= PROBLEM REQUIREMENTS =
Copy every line of the material below word for word.

----- INFORMATION GIVEN

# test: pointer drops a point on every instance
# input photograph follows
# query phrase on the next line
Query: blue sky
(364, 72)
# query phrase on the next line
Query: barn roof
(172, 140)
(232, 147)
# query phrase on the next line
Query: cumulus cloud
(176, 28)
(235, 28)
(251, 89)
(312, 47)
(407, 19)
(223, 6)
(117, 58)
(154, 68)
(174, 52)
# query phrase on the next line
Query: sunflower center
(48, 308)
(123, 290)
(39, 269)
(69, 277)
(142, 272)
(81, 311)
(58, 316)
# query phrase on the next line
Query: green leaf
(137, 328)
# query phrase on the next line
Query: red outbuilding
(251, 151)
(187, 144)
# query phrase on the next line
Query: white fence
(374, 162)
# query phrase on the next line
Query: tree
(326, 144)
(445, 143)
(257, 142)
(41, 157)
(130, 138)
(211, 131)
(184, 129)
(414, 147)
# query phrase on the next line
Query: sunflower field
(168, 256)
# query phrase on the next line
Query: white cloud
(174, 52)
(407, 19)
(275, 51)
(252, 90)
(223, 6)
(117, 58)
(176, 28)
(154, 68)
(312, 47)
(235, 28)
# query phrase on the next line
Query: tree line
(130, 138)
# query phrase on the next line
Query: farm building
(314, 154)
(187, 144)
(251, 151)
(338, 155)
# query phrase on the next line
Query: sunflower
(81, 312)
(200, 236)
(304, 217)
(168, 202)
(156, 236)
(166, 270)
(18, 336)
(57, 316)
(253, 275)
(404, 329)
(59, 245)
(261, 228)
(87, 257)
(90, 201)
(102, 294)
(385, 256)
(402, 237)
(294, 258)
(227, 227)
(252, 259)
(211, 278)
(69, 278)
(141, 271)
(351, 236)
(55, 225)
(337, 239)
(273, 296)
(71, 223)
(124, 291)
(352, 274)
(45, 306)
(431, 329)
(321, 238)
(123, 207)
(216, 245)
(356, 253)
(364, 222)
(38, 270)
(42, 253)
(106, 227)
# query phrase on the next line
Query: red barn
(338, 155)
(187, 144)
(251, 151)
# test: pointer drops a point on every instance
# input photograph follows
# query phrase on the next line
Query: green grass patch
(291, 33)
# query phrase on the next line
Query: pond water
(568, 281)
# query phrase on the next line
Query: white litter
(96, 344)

----------

= SOLUTION TO THIS PROBLEM =
# test: pointer drops a point on every instance
# input photograph follows
# query phrase on the next line
Query: blue sky
(364, 72)
# query phrase on the next line
Query: barn roof
(172, 140)
(232, 147)
# query phrase on the next line
Query: cumulus cloud
(176, 28)
(235, 28)
(251, 89)
(312, 47)
(407, 19)
(223, 6)
(117, 58)
(154, 68)
(174, 52)
# query phrase on the next line
Query: sunflower center
(48, 308)
(123, 290)
(39, 269)
(69, 277)
(142, 272)
(81, 311)
(58, 316)
# query phrase on the next line
Query: green leaf
(137, 328)
# query phrase on the next line
Query: red outbuilding
(251, 151)
(187, 144)
# query phrase on the next line
Query: white fence
(374, 162)
# query phrase on the next line
Query: tree
(326, 144)
(445, 143)
(257, 142)
(41, 157)
(130, 138)
(211, 131)
(184, 129)
(414, 147)
# query phrase on the next line
Query: sunflower field
(168, 256)
# query phrase on the next line
Query: white cloud
(174, 52)
(407, 19)
(275, 51)
(252, 90)
(223, 6)
(117, 58)
(176, 28)
(154, 68)
(312, 47)
(235, 28)
# query phrase on the next line
Query: tree line
(130, 138)
# query phrase on the next line
Query: farm building
(314, 154)
(187, 144)
(251, 151)
(338, 155)
# query phrase on the next line
Query: sunflower
(81, 312)
(200, 236)
(304, 217)
(168, 202)
(156, 236)
(166, 270)
(18, 336)
(57, 316)
(253, 275)
(404, 329)
(59, 245)
(261, 228)
(87, 257)
(90, 201)
(102, 294)
(385, 256)
(402, 237)
(294, 258)
(227, 227)
(252, 259)
(211, 278)
(69, 278)
(141, 271)
(351, 236)
(55, 225)
(337, 239)
(273, 296)
(71, 223)
(124, 291)
(352, 274)
(45, 306)
(431, 329)
(321, 238)
(123, 207)
(216, 245)
(356, 253)
(364, 222)
(38, 270)
(42, 253)
(106, 227)
# query phrase on the next line
Query: red barn
(338, 155)
(187, 144)
(251, 151)
# test: pointer drops a point on every instance
# input photograph follows
# query phrase on the next line
Query: green grass patch
(291, 33)
# query phrase on the next line
Query: pond water
(568, 281)
# query phrase on the next line
Query: white litter
(96, 344)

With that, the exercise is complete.